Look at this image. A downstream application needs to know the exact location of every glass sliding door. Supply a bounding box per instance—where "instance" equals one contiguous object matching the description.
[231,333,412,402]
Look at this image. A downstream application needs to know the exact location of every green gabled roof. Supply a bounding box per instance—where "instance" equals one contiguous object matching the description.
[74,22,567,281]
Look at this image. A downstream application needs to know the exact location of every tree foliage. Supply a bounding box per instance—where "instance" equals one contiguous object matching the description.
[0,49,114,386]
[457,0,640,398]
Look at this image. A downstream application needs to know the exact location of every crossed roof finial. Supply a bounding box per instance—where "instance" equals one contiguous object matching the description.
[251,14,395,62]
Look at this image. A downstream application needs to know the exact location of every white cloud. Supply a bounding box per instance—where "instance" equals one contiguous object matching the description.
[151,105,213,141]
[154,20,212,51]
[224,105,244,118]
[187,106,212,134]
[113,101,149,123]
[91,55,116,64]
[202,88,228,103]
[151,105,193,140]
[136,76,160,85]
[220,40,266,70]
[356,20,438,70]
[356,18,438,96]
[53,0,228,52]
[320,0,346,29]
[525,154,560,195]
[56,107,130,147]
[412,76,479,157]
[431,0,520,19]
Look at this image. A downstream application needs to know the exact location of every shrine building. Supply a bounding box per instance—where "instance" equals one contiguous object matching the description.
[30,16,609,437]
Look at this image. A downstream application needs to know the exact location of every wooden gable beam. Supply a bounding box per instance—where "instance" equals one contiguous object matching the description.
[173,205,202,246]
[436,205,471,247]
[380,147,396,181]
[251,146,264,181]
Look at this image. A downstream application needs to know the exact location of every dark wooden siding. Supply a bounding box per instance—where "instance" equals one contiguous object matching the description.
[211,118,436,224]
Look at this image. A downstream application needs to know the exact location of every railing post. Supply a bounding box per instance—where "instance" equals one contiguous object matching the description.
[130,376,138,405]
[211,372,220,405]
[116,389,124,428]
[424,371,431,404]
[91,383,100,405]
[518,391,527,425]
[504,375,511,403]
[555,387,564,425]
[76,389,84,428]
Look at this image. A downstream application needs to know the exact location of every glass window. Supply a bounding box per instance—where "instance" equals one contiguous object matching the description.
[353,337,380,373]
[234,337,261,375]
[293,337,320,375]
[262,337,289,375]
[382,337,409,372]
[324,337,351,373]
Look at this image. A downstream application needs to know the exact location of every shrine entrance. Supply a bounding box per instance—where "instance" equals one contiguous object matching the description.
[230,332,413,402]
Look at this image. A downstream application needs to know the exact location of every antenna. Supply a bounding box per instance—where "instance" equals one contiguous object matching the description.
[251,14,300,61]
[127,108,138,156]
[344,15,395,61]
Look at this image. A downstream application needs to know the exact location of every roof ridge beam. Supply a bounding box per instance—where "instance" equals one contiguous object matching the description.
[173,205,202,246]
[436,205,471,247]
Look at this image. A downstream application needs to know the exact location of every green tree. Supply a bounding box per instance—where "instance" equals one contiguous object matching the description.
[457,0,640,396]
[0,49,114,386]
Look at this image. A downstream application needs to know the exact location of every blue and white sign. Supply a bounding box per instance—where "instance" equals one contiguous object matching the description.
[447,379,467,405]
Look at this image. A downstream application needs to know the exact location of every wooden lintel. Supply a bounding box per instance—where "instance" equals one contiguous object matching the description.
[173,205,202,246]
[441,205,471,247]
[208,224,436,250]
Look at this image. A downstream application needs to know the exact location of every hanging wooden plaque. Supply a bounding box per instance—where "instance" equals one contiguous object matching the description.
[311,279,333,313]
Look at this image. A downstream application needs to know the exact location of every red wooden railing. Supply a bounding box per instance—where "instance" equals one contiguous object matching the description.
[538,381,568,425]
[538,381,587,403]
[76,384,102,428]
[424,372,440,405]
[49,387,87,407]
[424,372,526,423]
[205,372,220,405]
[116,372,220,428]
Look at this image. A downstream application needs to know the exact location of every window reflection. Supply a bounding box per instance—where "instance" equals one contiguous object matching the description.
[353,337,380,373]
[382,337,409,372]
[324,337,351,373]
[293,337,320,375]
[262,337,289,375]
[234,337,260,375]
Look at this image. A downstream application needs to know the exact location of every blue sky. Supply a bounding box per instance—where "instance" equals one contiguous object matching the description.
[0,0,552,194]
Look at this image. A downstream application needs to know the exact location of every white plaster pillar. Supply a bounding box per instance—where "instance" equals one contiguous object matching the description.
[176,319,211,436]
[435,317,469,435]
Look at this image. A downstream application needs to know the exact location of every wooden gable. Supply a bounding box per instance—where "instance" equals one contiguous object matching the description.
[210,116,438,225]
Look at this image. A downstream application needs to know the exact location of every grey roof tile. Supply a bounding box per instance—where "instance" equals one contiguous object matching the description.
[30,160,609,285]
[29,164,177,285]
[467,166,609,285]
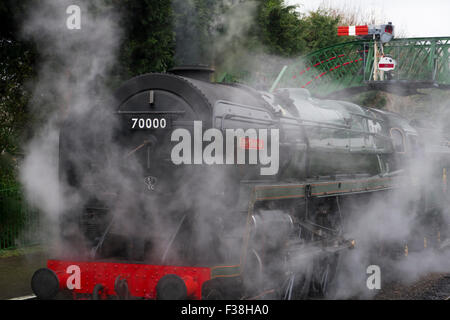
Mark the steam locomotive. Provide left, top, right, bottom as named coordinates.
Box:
left=31, top=66, right=449, bottom=299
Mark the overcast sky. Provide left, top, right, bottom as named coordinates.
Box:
left=285, top=0, right=450, bottom=37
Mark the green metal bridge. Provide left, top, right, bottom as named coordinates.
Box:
left=224, top=37, right=450, bottom=97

▬▬▬▬▬▬▬▬▬▬

## TASK BRIEF
Turn the material from the line with "every blue sky." through the line with "[467,166,609,285]", both included, into a JSON list of strings with one string per line and no blank lines. Leave out every other line.

## OUTPUT OF THE EXERCISE
[
  "Look at this image. A downstream application needs to know the exact location of every blue sky. Supply a bounding box per instance—where \"instance\" equals one contiguous object matching the description.",
  "[0,0,552,194]",
  "Look at this image. A downstream application needs to know the exact location of every white plaster pillar. Supply a bounding box per instance—where \"instance\" equals one contiguous object matching the description.",
  "[176,319,211,436]",
  "[435,317,469,435]",
  "Look at this image. A downstream application needs to know the exact location of every wooden gable. Supply a bounding box per instance—where \"instance\" equals one contiguous object matching the description.",
  "[210,116,438,225]",
  "Look at this image. A downstream application needs to know the exact location of every grey roof tile. Supply a bounding box per instance—where \"instance\" equals one contiguous object matching the description.",
  "[30,160,609,285]",
  "[29,164,177,285]",
  "[467,166,609,285]"
]